### [Activity list]
A. In the session lifecycle page, which session state is the only one that accepts live prompts and approvals?
B. Write the next part of the session lifecycle page, continuing after its last line.

---------- Excerpt

Session Lifecycle
How AGH creates, activates, stops, and classifies one durable runtime session.
- Audience
- Operators running durable agent work
- Focus
- Sessions guidance shaped for scanability, day-two clarity, and operator context.
A session is the runtime object AGH manages. It ties together:
- one ACP-compatible agent subprocess
- one workspace boundary
- one per-session SQLite event store
- one permission policy
- one durable AGH session ID
That AGH session ID stays stable across stop and resume cycles, even when the underlying ACP session ID changes.
State machine
Rendering diagram...
| State | Meaning | Valid live transition |
|---|---|---|
starting | AGH has allocated the session ID, prepared the session directory, opened the event store, and is spawning or resuming the agent subprocess. | starting -> active |
active | The agent is ready to accept prompts and emit events. This is the only state that accepts live prompts and approvals. | active -> stopping |
stopping | AGH has accepted a stop request and is draining the session toward a terminal state. | stopping -> stopped |
stopped | Final metadata is written, the session recorder is closed, and the session can be listed, inspected, or resumed later. | none |
Creating a session
Create a new session from the CLI:
agh session new --agent general --cwd "$PWD" --name code-reviewCreate the same session over HTTP:
curl -X POST http://localhost:2123/api/sessions \
-H "Content-Type: application/json" \
-d '{
"agent_name": "general",
"name": "code-review",
"workspace_path": "/absolute/path/to/repo"
}'The request must include exactly one of:
workspace: a registered workspace name or IDworkspace_path: an absolute filesystem path
Behind that request, AGH:
- Resolves the workspace and agent definition.
- Creates
~/.agh/sessions/<session-id>/. - Opens
events.dbfor the session. - Spawns the ACP subprocess and initializes the JSON-RPC connection.
- Creates or loads the ACP session.

--------------------
---------- Extracted records

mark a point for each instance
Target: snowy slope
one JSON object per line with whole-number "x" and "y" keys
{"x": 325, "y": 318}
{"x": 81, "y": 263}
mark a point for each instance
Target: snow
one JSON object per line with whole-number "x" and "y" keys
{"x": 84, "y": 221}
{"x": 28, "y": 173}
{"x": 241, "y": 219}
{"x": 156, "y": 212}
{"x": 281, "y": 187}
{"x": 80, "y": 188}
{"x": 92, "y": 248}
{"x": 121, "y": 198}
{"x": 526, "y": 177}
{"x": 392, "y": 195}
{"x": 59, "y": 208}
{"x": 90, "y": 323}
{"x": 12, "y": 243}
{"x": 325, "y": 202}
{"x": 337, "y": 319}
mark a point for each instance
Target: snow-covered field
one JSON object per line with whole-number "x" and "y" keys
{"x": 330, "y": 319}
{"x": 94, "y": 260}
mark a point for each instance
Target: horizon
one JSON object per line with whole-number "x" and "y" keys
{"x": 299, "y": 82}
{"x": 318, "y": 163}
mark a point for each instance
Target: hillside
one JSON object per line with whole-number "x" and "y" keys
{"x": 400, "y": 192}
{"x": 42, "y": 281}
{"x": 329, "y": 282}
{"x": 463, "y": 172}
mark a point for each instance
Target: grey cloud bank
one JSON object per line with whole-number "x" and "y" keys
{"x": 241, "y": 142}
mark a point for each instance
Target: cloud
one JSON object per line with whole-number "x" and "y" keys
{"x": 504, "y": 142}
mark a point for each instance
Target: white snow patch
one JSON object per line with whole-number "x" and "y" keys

--------------------

### [Per-task outputs]
A. The active state.

B.
- Transitions the AGH session from
startingtoactive.
Running an active session
Once a session is active, prompts are accepted through the CLI or HTTP transport:
agh session prompt sess-1234 "Explain how the stop path works."curl -N -X POST http://localhost:2123/api/sessions/sess-1234/prompt \
-H "Content-Type: application/json" \
-d '{"message":"Explain how the stop path works."}'Two operational details matter here:
- AGH records a
user_messageevent before it hands the prompt to ACP, so persisted history keeps the prompt even if prompt startup fails later. - One session processes one prompt turn at a time. Stop logic waits for in-flight prompt setup to finish before it asks the ACP driver to stop the subprocess.
- Long-running prompts stay healthy through runtime activity supervision. AGH updates
activity.last_activity_aton real ACP events and metadata-only waiting heartbeats, then emits lower-frequencyruntime_progressandruntime_warningevents for clients. - AGH also maintains a separate metadata-only session health
record (
state,health,attachable,eligible_for_wake). Activity supervision feeds health, but the two are distinct authorities — supervision owns timers and persisted progress events, health is consumed byHEARTBEAT.mdwake decisions and theagh session health|status|inspectsurfaces.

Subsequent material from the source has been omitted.